--- BEGIN SUPPLIED RECORDS ---

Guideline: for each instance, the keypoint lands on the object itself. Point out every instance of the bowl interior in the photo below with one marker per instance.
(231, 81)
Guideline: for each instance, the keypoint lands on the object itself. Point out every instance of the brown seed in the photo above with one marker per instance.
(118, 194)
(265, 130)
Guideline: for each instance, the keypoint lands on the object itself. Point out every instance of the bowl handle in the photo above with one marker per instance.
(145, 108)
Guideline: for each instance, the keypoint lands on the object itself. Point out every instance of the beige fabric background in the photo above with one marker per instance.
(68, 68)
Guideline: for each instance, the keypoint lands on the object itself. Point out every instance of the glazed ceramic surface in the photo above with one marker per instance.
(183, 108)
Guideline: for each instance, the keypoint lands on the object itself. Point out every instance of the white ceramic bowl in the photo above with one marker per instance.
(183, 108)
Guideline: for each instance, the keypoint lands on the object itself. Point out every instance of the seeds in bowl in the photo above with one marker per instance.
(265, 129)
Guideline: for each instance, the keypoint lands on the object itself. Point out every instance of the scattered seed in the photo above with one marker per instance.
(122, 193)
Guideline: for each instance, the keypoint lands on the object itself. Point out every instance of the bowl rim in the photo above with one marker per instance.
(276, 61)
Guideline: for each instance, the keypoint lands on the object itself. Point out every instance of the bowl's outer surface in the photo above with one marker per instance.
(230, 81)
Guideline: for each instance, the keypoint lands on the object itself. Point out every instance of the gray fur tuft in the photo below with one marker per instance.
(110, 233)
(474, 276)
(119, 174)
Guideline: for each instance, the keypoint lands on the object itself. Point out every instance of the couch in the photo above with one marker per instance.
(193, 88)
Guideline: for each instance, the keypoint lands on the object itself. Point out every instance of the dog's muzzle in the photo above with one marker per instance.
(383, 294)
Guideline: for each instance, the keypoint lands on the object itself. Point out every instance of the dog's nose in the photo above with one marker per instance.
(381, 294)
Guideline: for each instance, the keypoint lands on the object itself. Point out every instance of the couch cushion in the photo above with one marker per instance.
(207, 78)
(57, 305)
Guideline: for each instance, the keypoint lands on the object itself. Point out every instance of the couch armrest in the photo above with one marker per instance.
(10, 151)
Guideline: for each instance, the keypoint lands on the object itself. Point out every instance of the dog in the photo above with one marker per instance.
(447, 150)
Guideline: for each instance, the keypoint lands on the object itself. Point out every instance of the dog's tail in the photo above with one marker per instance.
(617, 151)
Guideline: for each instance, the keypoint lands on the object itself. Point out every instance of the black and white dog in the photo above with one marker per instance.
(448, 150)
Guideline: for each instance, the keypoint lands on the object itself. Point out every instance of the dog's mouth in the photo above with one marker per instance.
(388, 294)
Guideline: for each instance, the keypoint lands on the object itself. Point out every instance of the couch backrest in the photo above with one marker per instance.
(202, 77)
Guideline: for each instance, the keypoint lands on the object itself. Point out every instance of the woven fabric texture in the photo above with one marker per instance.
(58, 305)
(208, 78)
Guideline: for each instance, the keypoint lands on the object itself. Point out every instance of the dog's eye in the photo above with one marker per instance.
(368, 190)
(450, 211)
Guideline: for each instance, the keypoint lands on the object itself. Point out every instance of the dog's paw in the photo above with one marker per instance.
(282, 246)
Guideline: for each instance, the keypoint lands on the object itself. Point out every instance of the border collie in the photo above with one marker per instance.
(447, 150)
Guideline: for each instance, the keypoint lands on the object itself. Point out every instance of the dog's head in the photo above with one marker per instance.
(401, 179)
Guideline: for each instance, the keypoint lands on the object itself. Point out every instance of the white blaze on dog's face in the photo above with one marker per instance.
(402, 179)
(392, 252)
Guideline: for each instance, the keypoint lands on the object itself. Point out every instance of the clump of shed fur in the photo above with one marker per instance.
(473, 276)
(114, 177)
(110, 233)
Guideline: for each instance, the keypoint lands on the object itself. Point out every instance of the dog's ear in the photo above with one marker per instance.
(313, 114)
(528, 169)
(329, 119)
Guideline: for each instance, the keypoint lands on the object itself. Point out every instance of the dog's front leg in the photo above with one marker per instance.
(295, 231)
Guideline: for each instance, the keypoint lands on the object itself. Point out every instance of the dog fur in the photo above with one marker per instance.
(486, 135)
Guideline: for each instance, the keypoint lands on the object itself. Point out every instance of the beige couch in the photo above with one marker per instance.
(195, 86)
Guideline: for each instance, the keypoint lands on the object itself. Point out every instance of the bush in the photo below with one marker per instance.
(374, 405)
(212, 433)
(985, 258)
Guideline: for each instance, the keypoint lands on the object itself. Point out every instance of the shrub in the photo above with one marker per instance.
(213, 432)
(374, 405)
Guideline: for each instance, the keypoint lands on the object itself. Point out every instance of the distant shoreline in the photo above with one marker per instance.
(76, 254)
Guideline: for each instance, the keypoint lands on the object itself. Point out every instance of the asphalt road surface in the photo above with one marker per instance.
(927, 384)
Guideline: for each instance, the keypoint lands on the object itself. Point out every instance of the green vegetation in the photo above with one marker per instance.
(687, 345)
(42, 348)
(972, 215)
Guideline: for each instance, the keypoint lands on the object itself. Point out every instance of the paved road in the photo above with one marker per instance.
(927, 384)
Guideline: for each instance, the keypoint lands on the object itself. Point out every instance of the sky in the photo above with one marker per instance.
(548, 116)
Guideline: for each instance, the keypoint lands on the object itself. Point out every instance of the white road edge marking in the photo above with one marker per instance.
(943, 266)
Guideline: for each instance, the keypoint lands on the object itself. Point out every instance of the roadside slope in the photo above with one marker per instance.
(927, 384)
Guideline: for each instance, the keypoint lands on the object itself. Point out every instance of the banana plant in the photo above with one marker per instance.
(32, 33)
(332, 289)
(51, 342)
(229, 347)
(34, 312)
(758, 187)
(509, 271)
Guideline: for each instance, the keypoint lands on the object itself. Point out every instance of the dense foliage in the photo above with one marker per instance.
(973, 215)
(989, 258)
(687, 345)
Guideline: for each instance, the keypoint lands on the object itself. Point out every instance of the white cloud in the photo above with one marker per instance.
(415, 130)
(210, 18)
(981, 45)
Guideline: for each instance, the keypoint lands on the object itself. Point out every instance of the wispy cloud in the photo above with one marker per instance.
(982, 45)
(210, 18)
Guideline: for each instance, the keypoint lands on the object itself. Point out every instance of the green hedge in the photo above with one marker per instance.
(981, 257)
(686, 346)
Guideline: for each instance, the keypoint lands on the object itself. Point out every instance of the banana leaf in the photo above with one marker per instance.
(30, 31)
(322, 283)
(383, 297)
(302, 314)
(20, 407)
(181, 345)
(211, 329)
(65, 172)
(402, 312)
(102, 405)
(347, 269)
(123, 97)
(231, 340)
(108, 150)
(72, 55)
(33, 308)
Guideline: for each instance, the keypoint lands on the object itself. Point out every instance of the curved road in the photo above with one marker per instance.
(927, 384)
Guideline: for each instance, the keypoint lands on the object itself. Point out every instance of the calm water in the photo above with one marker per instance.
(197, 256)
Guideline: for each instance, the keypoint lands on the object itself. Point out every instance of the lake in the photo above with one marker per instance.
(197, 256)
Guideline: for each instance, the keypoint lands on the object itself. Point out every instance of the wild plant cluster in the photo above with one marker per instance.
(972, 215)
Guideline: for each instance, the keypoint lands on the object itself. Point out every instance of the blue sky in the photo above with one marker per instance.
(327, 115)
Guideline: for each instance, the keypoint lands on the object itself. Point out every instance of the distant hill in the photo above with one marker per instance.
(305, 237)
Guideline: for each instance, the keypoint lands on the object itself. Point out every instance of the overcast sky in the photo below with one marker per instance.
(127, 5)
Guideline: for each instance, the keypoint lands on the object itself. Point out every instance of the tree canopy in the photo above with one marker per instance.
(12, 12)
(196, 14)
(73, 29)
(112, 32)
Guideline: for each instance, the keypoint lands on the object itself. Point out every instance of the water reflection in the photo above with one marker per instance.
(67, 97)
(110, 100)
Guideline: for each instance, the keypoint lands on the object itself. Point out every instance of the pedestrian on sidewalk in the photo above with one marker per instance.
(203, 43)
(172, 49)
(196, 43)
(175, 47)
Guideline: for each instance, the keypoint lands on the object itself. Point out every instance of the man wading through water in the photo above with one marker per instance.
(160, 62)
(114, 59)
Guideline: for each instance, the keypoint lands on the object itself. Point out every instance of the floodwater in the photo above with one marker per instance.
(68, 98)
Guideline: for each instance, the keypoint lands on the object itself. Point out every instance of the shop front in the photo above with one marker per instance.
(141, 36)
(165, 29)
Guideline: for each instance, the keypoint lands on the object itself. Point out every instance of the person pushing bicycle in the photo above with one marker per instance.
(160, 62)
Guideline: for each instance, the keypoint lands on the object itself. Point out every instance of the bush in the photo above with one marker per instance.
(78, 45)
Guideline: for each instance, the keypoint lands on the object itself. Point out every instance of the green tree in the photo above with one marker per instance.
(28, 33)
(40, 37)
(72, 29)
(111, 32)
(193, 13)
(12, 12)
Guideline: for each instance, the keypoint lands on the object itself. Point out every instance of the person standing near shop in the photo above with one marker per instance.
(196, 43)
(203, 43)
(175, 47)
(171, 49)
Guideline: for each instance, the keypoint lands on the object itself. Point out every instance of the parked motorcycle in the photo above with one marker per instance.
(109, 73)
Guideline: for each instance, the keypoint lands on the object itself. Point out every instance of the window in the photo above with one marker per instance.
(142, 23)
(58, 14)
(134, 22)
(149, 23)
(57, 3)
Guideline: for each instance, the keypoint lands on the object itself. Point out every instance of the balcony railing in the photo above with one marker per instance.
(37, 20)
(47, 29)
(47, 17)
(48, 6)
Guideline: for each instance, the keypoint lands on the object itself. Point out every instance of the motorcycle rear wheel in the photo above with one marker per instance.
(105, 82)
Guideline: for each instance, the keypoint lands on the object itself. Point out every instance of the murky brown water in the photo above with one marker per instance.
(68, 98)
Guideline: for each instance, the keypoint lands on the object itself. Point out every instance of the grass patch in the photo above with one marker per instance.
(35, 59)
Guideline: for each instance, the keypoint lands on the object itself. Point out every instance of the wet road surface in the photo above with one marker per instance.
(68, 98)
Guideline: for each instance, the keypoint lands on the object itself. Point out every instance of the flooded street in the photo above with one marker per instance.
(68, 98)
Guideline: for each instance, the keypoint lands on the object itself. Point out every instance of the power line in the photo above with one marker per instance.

--- END SUPPLIED RECORDS ---

TASK BRIEF → Could you give again exactly the lines from the line containing "of the motorcycle" through the final line of the data above, and no others?

THE COMPLETED TASK →
Guideline: for each instance, the keypoint lands on the object itself. Point out every instance of the motorcycle rear wheel in the photo above with one marker per instance.
(105, 82)
Guideline: for each instance, the keypoint lands on the object itself. Point out every instance of the murky brown water in the photo above with one marker per instance.
(68, 98)
Guideline: for each instance, the keypoint lands on the object itself. Point out every instance of the grass patch in the photo above with one marker per instance.
(35, 59)
Guideline: for each instance, the keypoint lands on the object itself. Point out every instance of the wet road surface in the photo above with one marker per instance.
(68, 98)
Guideline: for each instance, the keypoint lands on the object itself. Point out every instance of the flooded street in the photo above with one marker per instance.
(68, 98)
Guideline: for each instance, the keypoint lands on the object itself. Point out every instance of the power line in the photo above with one marker per instance.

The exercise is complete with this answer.